Written problem: Carry on the text about the history of the alembic in modern times, starting right after its last sentence.

Excerpt to read:
History of the alembic in modern times
We’re ready to conclude our series on the history of the alembic. From the very first pioneers of distillation through the alchemical search for “quintessence,” the modern era brings about a rationalization of distillation techniques. That is, the alembic is no longer seen as a magical, mystical tool, but an instrument that became increasingly efficient with the industrial age. The aim? To increase the alcoholic level of the distillate and study continuous cycle machines that distill all available primary ingredients automatically.
Three methods for heating alembics have been developed in modern times: direct flame, bain-marie, and steam.
- Direct flame: The most classic method, similar to the ancient heating methods of the alembic with a heat source located in the burner.
- Bain-marie: Used exclusively for substances with a boiling point lower than that of water, the bain-marie makes for an even, slow extraction.
- Steam: The most common method, steam distillation is efficient and fast, though results in a more standardized product.
Marolo uses bain-marie for distillation. An ancient technique, the boiler has a double wall; the steam circulates in the interspace, heating the marc placed inside the boiler. The ethyl alcohol and the substances contained in the marc evaporate, pass through distillation column and are then condensed into a coil. This method ensures a very gentle extraction of the marc aromas.
THE INDUSTRIAL REVOLUTION
During and after the industrial revolution, new models of steam alembics were created that took advantage of the steam innovations. Steam alembics were perfect for distilling materials like marcs. One of the most widespread models was invented by the Parisian company Deroy. The alembic exploited a stream of steam that a generator aimed at a double broiler and added a rectifying condenser that helped obtain a more alcoholic distillate.
The condenser is an instrument that’s positioned on the cap of the rectifying column and helps the steam from distillation lose water faster and condense before arriving in the cooling section.

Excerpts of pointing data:

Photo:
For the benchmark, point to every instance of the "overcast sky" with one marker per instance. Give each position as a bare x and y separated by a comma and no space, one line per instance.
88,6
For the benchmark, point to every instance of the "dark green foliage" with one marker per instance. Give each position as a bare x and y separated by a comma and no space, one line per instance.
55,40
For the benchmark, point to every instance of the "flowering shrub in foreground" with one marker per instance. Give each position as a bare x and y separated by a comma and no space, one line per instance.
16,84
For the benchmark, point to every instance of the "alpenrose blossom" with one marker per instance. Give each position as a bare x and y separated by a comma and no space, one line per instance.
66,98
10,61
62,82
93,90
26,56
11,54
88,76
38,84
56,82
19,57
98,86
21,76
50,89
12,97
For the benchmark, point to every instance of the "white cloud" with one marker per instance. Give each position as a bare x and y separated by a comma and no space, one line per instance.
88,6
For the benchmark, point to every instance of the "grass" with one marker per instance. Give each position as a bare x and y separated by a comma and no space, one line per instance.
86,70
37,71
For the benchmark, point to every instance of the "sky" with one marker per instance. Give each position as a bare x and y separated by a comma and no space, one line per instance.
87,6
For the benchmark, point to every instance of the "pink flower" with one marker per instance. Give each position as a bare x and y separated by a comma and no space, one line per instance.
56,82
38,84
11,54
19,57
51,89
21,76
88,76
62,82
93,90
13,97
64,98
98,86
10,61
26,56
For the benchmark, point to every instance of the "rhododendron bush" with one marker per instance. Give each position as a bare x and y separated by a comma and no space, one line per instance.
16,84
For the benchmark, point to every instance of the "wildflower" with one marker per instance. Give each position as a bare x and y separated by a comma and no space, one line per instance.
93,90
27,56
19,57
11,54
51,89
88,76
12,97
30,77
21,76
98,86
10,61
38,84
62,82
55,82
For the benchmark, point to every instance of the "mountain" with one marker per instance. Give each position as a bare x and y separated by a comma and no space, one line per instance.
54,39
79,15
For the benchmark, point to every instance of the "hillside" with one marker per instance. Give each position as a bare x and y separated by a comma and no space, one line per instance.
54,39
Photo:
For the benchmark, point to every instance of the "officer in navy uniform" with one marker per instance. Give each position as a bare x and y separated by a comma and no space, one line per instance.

Final result:
Beginning with the Deroy method, in order to distill the primary material more gently and extract the aromatic substances in the fermented material (such as the marcs of grapes), the corrente di vapore, or “jet stream” system was perfected. It used two boilers: in the first, an intense jet of steam was created, and the primary materials to distill were placed in the second. In the first boiler, the content was heated to its boiling point. Then, the heating was stopped in the second boiler. When the steam from the first boiler encountered the second, it carried all the volatile substances with it, including alcohol.
This technique in grappa-making was in large part discovered by Enrico Comboni (1850-1900), a chemistry professor of the enological school in Conegliano, from Asti. Today, over 90% of grappa is produced by steam distillation!
AN INNOVATIVE APPARATUS
The original models of alembics had the inconvenient necessity of distilling in a discontinuous method, leaving a watery liquid after the first distillation that required a second distillation in order to reach the correct level of alcohol.
In 1800, the inventor Edoardo Adam created an apparatus that was separated into multiple oval vases, horizontally positioned and containing wine. This alembic allowed the less-volatile and more watery substances to condense first, thus increasing the alcohol content of the steam. But the true innovation was that, when the material to be distilled (wine, in this case) ran out, a hydraulic “door” allowed for a refill.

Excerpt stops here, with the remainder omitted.